#### [TESTO DELLA PAGINA]
■ ■ ■

Il rischio della banalizzazione
La Shoah, come siamo andati argomentando in queste osservazioni senza pretese di sistematicità, è una questione delicata. Non può e non deve essere strumentalizzata, non può e non deve dar luogo a inammissibili comparazioni con il presente. Quel che è stato è stato, e tutto ciò che è tecnicamente possibile può ripetersi, al di là del ricordarlo o meno. Affrontarlo seriamente, criticamente, razionalmente significa accantonare le facili emozioni, le condanne di prammatica: azzardiamo perfino che essa ci insegna l’esistenza di componenti malvagie nella natura umana, che possono riemergere in determinate condizioni, se non si vigila attentamente.
Pensiamo all’inquietante quantità di siti negazionisti o riduzionisti, quando non apertamente simpatizzanti col nazifascismo; pensiamo come, accanto alle grandi capacità di documentazione e di formazione, la Rete presenta anche il rischio di una volatilizzazione e di una banalizzazione del sapere condiviso, in cui anche la Shoah viene affrontata come un argomento tra infiniti altri. Forse, tornare a leggere e far leggere pochi testi-base, le testimonianze autentiche, può essere una strada da percorrere, che resista all’usura del tempo (questo è il senso dell’operazione delle Staffette, che abbiamo presentato).
Perché, ci chiediamo infine, dopo tanti decenni di educazione antifascista nelle scuole, dopo tante “celebrazioni” del Giorno della Memoria, si ripresentano ancora scene disgustose come striscioni negli stadi che inneggiano ai forni crematori, o che insultano Anna Frank, o come masnade di tipacci che esibiscono il saluto romano, e via dicendo? Solo il “frutto dell’ignoranza”, come qualcuno continua a ripetere?
Non credo. Semmai mi viene da suggerire che il fulcro dell’azione educativa debba essere concentrato nell’educazione al pensiero individuale, al rifiuto di ogni logica di branco, che accomuna, a ben vedere, il conformismo delle adunate oceaniche dei regimi fascisti, e la presunta irresponsabilità dei carnefici, a fenomeni che oggi i ragazzi e i bambini capiscono benissimo, come le forme più o meno efferate di bullismo e di cyberbullismo. Occorre cioè tornare a rivitalizzare i sacri principi su cui dovrebbe fondarsi ogni consorzio civile: la libertà, l’eguaglianza, la fraternità, semplicemente la capacità di vedere nell’altro, nel diverso, un nostro simile.

■ ■ ■

#### [I DATI]
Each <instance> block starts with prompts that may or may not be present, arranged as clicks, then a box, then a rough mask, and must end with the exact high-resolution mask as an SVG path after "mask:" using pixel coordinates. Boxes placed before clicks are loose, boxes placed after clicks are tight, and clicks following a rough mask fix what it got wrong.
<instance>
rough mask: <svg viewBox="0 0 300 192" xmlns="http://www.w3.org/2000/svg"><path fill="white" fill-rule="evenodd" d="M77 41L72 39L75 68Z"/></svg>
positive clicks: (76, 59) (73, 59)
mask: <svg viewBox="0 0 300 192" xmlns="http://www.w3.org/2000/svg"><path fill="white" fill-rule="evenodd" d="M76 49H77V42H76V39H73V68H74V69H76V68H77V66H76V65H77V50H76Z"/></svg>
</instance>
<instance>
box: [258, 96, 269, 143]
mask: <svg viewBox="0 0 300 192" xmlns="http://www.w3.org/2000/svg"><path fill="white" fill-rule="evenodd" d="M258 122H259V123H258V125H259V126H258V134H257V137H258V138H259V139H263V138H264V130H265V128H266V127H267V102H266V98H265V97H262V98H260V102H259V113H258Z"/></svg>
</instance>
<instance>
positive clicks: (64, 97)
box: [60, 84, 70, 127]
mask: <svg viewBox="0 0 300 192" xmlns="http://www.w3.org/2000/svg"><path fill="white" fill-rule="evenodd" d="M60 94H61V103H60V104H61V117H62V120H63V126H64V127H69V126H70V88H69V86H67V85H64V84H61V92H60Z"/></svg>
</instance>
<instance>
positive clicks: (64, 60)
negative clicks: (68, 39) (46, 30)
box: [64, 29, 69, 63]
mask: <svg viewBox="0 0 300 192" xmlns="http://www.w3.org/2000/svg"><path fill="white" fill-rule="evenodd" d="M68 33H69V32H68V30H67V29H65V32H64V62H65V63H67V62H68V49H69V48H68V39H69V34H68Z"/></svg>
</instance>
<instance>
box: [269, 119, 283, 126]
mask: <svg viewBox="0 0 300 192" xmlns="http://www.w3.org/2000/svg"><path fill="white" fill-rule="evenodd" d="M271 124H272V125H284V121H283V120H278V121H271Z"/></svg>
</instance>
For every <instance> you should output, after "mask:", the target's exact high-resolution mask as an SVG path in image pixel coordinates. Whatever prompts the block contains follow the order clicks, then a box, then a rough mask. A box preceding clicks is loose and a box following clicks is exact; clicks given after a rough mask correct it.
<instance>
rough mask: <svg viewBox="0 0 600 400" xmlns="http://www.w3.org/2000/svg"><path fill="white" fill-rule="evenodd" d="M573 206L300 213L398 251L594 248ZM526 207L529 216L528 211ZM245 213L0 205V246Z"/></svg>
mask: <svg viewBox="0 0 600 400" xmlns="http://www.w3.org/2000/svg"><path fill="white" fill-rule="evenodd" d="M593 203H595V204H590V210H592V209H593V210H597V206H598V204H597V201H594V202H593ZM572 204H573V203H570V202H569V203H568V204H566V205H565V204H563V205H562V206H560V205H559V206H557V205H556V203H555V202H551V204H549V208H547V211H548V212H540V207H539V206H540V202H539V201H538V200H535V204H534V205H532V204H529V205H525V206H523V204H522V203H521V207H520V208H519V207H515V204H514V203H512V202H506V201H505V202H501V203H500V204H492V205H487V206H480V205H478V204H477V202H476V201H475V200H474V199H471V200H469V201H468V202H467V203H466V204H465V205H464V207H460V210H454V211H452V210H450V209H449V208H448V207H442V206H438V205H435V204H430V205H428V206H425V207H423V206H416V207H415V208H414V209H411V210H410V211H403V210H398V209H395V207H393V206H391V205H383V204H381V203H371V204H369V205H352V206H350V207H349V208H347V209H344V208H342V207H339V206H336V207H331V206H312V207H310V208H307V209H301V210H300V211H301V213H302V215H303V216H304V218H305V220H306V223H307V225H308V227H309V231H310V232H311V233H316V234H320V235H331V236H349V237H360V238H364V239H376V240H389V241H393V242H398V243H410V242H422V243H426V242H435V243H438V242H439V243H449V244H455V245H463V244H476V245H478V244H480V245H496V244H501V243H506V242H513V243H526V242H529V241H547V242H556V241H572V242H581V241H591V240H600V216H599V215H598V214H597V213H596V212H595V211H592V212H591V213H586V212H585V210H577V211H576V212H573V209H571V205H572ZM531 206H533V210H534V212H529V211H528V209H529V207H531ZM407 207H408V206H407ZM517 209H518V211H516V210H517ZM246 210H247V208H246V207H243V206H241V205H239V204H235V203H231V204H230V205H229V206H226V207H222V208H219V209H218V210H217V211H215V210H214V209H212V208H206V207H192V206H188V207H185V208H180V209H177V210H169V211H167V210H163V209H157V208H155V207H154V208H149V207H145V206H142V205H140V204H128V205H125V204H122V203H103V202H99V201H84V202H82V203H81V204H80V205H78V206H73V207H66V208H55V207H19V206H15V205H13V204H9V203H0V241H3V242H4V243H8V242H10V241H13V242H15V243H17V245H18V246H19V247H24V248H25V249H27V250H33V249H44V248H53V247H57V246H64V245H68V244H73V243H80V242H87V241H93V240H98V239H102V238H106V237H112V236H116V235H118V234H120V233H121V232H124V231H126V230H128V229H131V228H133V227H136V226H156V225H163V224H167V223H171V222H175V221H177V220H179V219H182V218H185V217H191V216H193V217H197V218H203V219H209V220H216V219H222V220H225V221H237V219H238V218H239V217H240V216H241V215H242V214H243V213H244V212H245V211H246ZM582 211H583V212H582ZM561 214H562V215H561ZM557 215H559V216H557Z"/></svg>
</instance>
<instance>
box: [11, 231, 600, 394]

■ ■ ■

Modifica il testo sulla Shoah da "Non credo. Semmai" fino a "un nostro simile." compreso e riportalo sostituendo "branco" con "gregge".

#### [RISPOSTA]
Non credo. Semmai mi viene da suggerire che il fulcro dell’azione educativa debba essere concentrato nell’educazione al pensiero individuale, al rifiuto di ogni logica di gregge, che accomuna, a ben vedere, il conformismo delle adunate oceaniche dei regimi fascisti, e la presunta irresponsabilità dei carnefici, a fenomeni che oggi i ragazzi e i bambini capiscono benissimo, come le forme più o meno efferate di bullismo e di cyberbullismo. Occorre cioè tornare a rivitalizzare i sacri principi su cui dovrebbe fondarsi ogni consorzio civile: la libertà, l’eguaglianza, la fraternità, semplicemente la capacità di vedere nell’altro, nel diverso, un nostro simile.